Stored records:
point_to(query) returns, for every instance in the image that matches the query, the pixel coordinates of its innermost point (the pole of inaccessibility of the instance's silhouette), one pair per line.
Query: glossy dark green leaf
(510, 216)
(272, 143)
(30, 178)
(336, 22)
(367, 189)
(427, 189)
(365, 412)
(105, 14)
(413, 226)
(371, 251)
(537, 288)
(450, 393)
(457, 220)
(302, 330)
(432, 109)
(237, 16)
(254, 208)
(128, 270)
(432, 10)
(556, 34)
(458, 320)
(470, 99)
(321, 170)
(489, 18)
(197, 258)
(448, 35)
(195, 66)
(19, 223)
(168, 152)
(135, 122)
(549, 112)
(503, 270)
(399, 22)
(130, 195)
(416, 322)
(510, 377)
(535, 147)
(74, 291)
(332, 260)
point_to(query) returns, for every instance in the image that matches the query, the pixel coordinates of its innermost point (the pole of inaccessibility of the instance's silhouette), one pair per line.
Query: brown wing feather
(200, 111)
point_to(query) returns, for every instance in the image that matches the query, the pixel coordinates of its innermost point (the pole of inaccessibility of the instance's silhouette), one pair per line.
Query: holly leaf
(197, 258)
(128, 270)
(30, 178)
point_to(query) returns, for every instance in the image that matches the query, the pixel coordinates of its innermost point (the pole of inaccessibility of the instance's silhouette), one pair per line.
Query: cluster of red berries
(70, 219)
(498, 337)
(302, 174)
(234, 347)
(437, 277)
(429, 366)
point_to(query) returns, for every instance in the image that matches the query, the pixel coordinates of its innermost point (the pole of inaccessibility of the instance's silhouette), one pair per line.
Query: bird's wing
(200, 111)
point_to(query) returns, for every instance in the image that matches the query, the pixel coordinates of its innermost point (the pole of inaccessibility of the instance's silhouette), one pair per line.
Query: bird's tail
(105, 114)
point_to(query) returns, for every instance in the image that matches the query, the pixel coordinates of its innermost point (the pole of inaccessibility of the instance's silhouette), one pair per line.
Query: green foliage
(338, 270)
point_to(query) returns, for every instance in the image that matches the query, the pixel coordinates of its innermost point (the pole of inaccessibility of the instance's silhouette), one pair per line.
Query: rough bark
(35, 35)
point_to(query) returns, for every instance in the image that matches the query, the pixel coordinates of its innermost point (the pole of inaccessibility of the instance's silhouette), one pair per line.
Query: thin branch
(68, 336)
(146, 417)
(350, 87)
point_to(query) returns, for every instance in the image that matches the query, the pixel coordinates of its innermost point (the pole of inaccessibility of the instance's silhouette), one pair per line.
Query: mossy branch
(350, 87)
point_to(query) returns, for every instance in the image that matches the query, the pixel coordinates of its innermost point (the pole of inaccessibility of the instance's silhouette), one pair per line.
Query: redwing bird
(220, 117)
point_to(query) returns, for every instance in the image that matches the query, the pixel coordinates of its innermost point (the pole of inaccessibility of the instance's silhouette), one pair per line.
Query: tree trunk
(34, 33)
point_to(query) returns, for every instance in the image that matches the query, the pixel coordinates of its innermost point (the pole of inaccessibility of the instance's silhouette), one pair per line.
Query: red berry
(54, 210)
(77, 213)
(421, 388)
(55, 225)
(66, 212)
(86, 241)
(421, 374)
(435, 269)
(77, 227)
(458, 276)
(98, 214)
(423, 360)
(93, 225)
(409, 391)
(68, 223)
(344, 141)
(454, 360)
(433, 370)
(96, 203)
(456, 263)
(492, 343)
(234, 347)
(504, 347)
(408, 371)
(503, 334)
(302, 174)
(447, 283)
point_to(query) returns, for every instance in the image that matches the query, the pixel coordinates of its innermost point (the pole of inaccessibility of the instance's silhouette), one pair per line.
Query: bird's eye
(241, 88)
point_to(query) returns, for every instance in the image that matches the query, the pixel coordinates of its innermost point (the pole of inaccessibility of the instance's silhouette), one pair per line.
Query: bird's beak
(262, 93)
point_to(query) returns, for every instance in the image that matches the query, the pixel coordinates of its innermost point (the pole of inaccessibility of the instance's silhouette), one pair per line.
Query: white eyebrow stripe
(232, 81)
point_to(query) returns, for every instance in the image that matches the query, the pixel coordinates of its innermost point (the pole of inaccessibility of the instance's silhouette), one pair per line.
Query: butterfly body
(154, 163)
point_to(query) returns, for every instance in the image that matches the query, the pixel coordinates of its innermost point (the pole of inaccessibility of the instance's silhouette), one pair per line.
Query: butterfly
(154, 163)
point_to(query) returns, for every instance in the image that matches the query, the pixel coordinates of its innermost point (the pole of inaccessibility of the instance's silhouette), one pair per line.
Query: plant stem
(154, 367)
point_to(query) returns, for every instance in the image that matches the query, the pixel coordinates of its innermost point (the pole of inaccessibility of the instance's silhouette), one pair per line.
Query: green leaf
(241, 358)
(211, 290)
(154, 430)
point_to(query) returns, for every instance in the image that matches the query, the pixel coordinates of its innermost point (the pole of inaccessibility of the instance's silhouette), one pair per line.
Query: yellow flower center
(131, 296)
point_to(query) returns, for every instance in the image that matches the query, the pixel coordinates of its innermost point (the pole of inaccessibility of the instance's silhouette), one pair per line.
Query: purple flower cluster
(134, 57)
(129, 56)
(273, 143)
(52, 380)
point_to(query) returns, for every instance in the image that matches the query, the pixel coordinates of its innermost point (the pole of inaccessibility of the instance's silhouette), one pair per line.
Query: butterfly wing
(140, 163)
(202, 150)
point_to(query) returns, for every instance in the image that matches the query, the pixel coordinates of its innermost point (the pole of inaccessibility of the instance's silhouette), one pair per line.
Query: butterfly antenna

** Assignment **
Reproduce all of the entries above verbatim.

** Response **
point_to(query) returns, for every instance in the image that matches the query, the pixel coordinates of its innermost point (the pole of inaccessibility of the instance's silhouette), one pair per line.
Query: glossy dark green leaf
(510, 216)
(272, 143)
(30, 178)
(336, 22)
(367, 189)
(427, 189)
(365, 412)
(105, 14)
(413, 226)
(371, 251)
(537, 288)
(450, 393)
(457, 220)
(302, 330)
(432, 109)
(237, 16)
(254, 208)
(128, 270)
(432, 10)
(556, 34)
(458, 320)
(470, 99)
(321, 170)
(489, 18)
(197, 258)
(448, 35)
(195, 66)
(19, 223)
(168, 152)
(135, 122)
(549, 112)
(503, 270)
(399, 22)
(130, 195)
(416, 322)
(510, 377)
(535, 147)
(74, 291)
(332, 260)
point_to(query) returns, for every instance in the image that matches the query, the pixel coordinates of its innermost point (the pole of inaccessibility of the instance's silhouette), one pair per line.
Query: brown wing feather
(200, 111)
point_to(query) returns, for every instance in the image that matches the query, the pixel coordinates of its innermost point (the pole of inaccessibility of the instance's silhouette), one pair per line.
Query: holly leaf
(197, 258)
(128, 270)
(30, 178)
point_to(query) returns, for every instance in the image that matches the query, the pixel coordinates of its innermost point (the pole of inaccessibility of the instance's silhouette), one pair per line.
Query: cluster of red berries
(70, 219)
(498, 337)
(302, 174)
(234, 347)
(437, 277)
(429, 366)
point_to(query) returns, for every instance in the image that matches the query, the pixel coordinates of its innermost point (the pole of inaccessibility of the instance's silhouette), one pair per line.
Query: bird's wing
(200, 111)
point_to(query) returns, for every instance in the image that matches the query, the pixel coordinates of its innermost point (the pole of inaccessibility of the instance's silhouette), one pair per line.
Query: bird's tail
(105, 114)
point_to(query) returns, for every instance in the image that matches the query, the pixel coordinates of its innermost point (the pole of inaccessibility of the instance's silhouette), one pair per line.
Query: green foliage
(338, 270)
point_to(query) returns, for every instance in the image that matches the query, the pixel coordinates of its innermost point (the pole of inaccessibility of the instance's silhouette), one pair per line.
Query: rough bark
(35, 35)
point_to(query) returns, for every instance in the image that matches the query, the pixel coordinates of its innermost point (the pole of inaccessibility of the instance's silhouette), one pair per line.
Query: thin branch
(68, 336)
(146, 417)
(350, 87)
point_to(query) returns, for every instance in the image that matches the query, the pixel coordinates of its innermost point (the pole of inaccessibility of the instance's silhouette), one pair per line.
Query: mossy branch
(350, 87)
point_to(query) returns, for every instance in the image that matches the query, the pixel coordinates of its innermost point (the pole of inaccessibility of the instance's silhouette), one pair per line.
Query: redwing bird
(220, 117)
point_to(query) returns, for every instance in the image that matches the query, the pixel coordinates of its innermost point (the pole of inaccessibility of the instance's silhouette), one pair per line.
Query: tree trunk
(34, 33)
point_to(query) returns, for every instance in the image that matches the query, the pixel coordinates of its innermost point (the pole of inaccessibility of the instance's silhouette), one pair per line.
Query: red berry
(54, 210)
(77, 213)
(421, 388)
(55, 225)
(66, 212)
(86, 241)
(421, 374)
(435, 269)
(77, 227)
(458, 276)
(98, 214)
(423, 360)
(93, 225)
(409, 391)
(68, 223)
(344, 141)
(454, 360)
(433, 370)
(96, 203)
(456, 263)
(492, 343)
(234, 347)
(504, 347)
(408, 371)
(503, 334)
(302, 174)
(447, 283)
point_to(query) returns, for every instance in the image that matches the query, the pixel coordinates of its innermost point (the pole of inaccessibility of the instance's silhouette), one pair per line.
Query: bird's eye
(241, 88)
point_to(query) returns, for every instance in the image that matches the query, the pixel coordinates of its innermost point (the pole of inaccessibility of the instance's silhouette), one pair per line.
Query: bird's beak
(262, 93)
point_to(query) returns, for every instance in the image that matches the query, the pixel coordinates of its innermost point (the pole of inaccessibility of the instance's silhouette), one pair per line.
Query: white eyebrow stripe
(232, 81)
point_to(query) returns, for every instance in the image that matches the query, the pixel coordinates of its innermost point (the pole of inaccessibility of the instance's silhouette), one pair per line.
Query: butterfly body
(154, 163)
point_to(query) returns, for every instance in the image that matches the query, the pixel coordinates of its innermost point (the pole of inaccessibility of the instance's silhouette), one pair per line.
Query: butterfly
(154, 163)
point_to(query) returns, for every instance in the image that matches the query, the pixel coordinates of its innermost point (the pole of inaccessibility of the instance's silhouette), one pair per line.
Query: plant stem
(154, 367)
point_to(query) returns, for every instance in the image that matches the query, the pixel coordinates of its innermost point (the pole of inaccessibility of the instance's silhouette), one pair per line.
Query: green leaf
(241, 358)
(211, 290)
(154, 430)
point_to(query) returns, for every instance in the image that matches the query, the pixel coordinates of its innermost point (the pole of inaccessibility of the instance's silhouette), one pair per line.
Query: yellow flower center
(131, 296)
point_to(query) returns, for every instance in the image that matches the query, the pixel coordinates of its innermost point (the pole of inaccessibility of the instance's silhouette), one pair per line.
Query: purple flower cluster
(134, 57)
(129, 56)
(273, 143)
(52, 380)
point_to(query) returns, for every instance in the image that matches the query, the pixel coordinates of its innermost point (the pole of inaccessibility of the instance's silhouette), one pair per line.
Query: butterfly wing
(140, 163)
(202, 150)
point_to(query) returns, for every instance in the image that matches the query, the pixel coordinates of its innermost point (the pole of inaccessibility of the instance's silhouette), one pair per line.
Query: butterfly antenna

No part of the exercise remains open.